**Document section**
★ ★ ★

# T81-558: Applications of Deep Neural Networks
* Instructor: [Jeff Heaton](https://sites.wustl.edu/jeffheaton/), School of Engineering and Applied Science, [Washington University in St. Louis](https://engineering.wustl.edu/Programs/Pages/default.aspx)
* For more information visit the [class website](https://sites.wustl.edu/jeffheaton/t81-558/).

**Module 8 Assignment: Building a Kaggle Submission File**

**Student Name: **

# Assignment Instructions

For this assignment you will use the [**reg-30-spring-2018.csv**](https://github.com/jeffheaton/t81_558_deep_learning/blob/master/data/reg-30-spring-2018.csv) dataset to train a neural network and [**reg-30-spring-2018-eval.csv
**](https://github.com/jeffheaton/t81_558_deep_learning/blob/master/data/reg-30-spring-2018-eval.csv) to use as test to build a submission (similar to Kaggle).  The training code used for this assignment will be identical to [Assignmnent 4](https://github.com/jeffheaton/t81_558_deep_learning/blob/master/assignments/assignment_yourname_class4.ipynb) and you are encouraged to use your [Assignment 4](https://github.com/jeffheaton/t81_558_deep_learning/blob/master/assignments/assignment_yourname_class4.ipynb) code as a starting point.  Refer to [Module 8](https://github.com/jeffheaton/t81_558_deep_learning/blob/master/t81_558_class8_kaggle.ipynb) for instructions on producing a Kaggle type submission file.  Please note, Module #8 provides an example of producing a classification (iris) submission file, you will need to convert this for 

The dataframe that you submit should have two columns: *id* and *target*.  The *id* column should matchup with the test data file.  The *target* column is your prediction.  It is unlikely that the mean of *target* will match exacly with mine.



# Helpful Functions

You will see these at the top of every module and assignment.  These are simply a set of reusable functions that we will make use of.  Each of them will be explained as the semester progresses.  They are explained in greater detail as the course progresses.  Class 4 contains a complete overview of these functions.

In [12]:
from sklearn import preprocessing
import matplotlib.pyplot as plt
import numpy as np
import pandas as pd
import shutil
import os
import requests
import base64


# Encode text values to dummy variables(i.e. [1,0,0],[0,1,0],[0,0,1] for red,green,blue)
def encode_text_dummy(df, name):
    dummies = pd.get_dummies(df[name])

★ ★ ★

**Dataset records**

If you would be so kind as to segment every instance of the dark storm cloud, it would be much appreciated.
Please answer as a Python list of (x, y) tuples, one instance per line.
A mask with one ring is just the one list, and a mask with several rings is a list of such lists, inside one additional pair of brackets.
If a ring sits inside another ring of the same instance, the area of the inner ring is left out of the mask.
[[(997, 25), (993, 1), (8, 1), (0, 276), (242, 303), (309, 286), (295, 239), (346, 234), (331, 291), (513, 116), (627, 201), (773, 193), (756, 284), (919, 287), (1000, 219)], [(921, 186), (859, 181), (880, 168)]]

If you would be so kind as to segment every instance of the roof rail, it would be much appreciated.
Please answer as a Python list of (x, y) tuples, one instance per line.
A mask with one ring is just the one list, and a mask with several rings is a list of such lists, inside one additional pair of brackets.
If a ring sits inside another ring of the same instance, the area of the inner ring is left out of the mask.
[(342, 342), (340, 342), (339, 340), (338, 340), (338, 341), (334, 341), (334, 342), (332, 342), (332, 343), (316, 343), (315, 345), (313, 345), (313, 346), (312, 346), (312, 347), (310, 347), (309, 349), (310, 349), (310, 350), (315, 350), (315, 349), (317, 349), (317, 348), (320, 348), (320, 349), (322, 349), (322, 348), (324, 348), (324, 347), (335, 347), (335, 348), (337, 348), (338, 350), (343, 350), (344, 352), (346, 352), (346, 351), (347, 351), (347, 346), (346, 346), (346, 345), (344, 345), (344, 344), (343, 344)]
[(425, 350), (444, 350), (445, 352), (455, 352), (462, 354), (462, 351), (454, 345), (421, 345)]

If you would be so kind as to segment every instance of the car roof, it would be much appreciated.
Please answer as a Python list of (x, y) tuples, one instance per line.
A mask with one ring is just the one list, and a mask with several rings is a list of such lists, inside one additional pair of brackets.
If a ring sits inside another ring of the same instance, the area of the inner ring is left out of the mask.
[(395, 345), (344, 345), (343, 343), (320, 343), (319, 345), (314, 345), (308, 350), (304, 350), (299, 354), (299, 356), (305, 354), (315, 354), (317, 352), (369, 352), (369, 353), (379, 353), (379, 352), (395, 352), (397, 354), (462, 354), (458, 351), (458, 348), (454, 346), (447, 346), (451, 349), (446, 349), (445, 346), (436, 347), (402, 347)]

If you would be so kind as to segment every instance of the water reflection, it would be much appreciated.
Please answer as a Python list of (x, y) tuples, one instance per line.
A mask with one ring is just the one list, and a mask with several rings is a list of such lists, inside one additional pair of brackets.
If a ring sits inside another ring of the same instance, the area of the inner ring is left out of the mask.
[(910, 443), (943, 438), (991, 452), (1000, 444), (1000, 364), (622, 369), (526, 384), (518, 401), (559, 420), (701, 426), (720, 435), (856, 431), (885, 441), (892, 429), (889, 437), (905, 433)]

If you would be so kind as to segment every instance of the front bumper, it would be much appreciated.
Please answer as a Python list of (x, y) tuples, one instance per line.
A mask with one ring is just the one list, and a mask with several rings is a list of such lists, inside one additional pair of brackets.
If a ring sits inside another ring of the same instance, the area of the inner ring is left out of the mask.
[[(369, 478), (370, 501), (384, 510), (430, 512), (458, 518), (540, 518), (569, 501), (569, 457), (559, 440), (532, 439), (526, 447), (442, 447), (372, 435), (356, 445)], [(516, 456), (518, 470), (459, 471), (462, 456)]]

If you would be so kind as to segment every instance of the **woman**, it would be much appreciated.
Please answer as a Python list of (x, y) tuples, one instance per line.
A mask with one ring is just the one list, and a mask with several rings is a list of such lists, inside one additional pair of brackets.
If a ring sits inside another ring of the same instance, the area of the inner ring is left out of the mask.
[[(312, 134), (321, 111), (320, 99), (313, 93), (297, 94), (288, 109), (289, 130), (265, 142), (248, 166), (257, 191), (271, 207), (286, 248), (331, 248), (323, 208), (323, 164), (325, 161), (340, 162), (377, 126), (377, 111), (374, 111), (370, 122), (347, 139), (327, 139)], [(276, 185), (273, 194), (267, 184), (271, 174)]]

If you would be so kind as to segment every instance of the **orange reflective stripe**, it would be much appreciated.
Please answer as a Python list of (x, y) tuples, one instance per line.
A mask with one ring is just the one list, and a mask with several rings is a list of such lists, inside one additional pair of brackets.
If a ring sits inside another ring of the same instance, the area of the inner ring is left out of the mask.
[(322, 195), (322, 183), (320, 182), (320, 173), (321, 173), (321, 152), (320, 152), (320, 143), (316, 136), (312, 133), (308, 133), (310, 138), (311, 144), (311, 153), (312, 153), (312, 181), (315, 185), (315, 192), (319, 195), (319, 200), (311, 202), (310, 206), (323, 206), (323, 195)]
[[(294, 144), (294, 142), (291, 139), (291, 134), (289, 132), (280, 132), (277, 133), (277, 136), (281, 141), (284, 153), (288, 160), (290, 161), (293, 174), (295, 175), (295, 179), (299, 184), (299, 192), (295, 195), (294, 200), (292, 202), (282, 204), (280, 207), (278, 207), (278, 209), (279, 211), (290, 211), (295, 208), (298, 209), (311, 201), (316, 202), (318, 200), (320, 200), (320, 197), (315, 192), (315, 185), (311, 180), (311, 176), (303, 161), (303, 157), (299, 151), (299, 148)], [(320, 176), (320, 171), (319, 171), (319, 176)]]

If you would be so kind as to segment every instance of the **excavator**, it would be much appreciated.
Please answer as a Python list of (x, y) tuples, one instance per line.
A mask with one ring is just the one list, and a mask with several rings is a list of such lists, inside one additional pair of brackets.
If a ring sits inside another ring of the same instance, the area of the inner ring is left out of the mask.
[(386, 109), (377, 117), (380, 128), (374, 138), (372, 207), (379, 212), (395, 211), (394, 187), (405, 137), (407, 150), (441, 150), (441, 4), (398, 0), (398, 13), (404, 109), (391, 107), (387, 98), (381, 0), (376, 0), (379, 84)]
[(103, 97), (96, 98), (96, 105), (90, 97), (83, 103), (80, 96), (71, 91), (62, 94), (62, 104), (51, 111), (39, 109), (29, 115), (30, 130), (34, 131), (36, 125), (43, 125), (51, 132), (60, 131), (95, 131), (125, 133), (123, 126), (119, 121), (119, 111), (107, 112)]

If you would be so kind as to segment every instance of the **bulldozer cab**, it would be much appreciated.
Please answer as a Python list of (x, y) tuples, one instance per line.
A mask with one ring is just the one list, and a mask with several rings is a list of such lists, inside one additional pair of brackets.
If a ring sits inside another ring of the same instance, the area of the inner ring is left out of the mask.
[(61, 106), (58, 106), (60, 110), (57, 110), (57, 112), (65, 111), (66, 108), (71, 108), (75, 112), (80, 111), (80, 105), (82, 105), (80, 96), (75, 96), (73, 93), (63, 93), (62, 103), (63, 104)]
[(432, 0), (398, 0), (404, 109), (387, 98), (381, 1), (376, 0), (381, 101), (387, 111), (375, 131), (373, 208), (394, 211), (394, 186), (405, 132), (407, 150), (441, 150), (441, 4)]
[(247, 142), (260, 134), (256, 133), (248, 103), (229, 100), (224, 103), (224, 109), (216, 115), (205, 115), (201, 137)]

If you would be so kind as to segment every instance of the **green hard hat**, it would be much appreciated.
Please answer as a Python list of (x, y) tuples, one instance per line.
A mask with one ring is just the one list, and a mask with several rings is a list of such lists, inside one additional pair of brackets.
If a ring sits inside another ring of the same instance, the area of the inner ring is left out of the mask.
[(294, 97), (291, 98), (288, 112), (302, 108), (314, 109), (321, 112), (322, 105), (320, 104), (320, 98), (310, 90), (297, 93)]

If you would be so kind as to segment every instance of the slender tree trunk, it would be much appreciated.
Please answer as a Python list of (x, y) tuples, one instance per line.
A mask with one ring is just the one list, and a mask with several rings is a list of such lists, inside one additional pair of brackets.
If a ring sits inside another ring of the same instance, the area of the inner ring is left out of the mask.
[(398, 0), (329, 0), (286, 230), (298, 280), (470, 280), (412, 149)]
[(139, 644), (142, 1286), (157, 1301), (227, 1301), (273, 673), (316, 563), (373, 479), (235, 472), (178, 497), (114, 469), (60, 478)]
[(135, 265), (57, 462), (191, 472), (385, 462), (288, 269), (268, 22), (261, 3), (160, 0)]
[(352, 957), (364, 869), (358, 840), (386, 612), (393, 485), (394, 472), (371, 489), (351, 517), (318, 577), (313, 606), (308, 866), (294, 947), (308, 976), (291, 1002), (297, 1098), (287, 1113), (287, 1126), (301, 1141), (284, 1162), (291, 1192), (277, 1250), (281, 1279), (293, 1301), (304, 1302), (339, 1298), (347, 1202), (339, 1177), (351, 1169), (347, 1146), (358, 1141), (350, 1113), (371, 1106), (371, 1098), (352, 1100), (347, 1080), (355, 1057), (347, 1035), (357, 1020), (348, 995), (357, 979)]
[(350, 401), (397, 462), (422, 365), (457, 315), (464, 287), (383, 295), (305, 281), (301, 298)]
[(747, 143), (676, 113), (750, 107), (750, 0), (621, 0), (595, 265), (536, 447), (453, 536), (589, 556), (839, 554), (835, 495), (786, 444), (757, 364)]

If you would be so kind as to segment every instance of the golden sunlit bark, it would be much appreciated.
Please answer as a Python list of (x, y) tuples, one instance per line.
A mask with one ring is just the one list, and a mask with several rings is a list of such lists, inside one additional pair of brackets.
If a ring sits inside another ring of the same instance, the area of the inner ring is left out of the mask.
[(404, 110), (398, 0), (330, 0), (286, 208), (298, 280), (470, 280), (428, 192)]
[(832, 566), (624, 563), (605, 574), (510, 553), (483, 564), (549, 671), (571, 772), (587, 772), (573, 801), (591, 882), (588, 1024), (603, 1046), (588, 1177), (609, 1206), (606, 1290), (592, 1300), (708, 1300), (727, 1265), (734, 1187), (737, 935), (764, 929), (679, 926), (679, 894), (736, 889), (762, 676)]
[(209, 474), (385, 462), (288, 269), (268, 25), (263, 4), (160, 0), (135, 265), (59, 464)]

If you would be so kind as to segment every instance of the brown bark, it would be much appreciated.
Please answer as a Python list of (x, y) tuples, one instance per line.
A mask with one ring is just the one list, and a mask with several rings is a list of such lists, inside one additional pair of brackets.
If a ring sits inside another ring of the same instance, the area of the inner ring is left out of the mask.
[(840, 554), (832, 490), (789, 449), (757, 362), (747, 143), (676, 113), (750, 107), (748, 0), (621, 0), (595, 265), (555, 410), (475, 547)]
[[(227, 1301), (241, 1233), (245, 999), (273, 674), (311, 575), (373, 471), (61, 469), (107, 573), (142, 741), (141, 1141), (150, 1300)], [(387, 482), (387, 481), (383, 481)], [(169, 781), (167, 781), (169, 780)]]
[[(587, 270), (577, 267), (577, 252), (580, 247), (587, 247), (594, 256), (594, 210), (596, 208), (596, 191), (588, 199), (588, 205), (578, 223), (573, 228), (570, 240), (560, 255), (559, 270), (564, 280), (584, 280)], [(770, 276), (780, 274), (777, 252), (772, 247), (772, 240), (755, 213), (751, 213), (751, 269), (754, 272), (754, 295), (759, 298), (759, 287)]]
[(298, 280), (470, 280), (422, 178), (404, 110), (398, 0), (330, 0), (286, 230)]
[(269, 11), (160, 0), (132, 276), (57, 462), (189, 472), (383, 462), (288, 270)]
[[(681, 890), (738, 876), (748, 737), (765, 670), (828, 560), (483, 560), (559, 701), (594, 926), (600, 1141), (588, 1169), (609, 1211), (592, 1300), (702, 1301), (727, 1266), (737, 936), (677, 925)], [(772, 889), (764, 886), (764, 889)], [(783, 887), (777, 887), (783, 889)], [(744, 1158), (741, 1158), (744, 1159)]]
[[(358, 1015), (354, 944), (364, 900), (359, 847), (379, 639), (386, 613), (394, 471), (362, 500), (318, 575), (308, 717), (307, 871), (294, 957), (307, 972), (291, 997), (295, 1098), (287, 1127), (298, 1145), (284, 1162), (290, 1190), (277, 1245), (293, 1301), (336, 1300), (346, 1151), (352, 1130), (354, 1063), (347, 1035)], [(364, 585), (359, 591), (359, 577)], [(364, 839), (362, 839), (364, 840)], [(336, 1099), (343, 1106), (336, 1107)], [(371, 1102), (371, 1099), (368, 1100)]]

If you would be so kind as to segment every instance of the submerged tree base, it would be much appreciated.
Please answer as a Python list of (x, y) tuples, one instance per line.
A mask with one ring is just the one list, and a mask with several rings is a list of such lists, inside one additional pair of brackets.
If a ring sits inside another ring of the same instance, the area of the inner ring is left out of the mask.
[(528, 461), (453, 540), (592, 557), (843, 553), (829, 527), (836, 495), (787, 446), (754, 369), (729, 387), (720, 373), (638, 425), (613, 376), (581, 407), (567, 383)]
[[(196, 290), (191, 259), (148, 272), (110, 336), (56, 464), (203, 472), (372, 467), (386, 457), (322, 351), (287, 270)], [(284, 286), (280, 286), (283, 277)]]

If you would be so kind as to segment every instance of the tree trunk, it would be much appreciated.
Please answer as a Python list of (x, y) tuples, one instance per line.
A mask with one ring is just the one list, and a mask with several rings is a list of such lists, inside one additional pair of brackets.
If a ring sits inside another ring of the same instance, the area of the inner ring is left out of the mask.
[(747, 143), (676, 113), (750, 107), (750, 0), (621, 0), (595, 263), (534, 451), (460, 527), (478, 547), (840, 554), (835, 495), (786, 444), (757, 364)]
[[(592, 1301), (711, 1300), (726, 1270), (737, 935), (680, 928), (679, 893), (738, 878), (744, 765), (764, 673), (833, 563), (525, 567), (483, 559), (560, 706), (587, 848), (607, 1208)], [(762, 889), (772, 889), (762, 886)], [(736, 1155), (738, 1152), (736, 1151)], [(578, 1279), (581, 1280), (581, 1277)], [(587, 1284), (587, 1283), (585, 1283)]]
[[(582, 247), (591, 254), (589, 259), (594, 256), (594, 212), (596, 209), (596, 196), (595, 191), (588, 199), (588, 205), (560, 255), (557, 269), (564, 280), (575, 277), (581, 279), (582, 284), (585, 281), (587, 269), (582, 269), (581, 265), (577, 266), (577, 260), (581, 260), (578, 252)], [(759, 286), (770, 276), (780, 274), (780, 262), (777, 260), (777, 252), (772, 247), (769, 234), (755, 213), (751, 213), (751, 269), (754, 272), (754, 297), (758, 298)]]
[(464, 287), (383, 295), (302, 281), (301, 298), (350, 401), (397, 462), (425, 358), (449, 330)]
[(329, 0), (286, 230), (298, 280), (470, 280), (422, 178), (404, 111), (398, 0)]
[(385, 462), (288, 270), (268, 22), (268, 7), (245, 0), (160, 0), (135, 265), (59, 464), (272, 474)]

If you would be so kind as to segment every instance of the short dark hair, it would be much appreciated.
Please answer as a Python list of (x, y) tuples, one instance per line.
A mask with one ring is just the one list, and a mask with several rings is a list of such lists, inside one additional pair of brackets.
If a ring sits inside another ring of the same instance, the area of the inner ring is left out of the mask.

★ ★ ★

**Stated exercise**
Can you repeat, word for word, the stretch of the assignment page from "# Helpful Functions" through "of these functions."? The lines above stand apart from the assignment page.

**Task response**
# Helpful Functions

You will see these at the top of every module and assignment.  These are simply a set of reusable functions that we will make use of.  Each of them will be explained as the semester progresses.  They are explained in greater detail as the course progresses.  Class 4 contains a complete overview of these functions.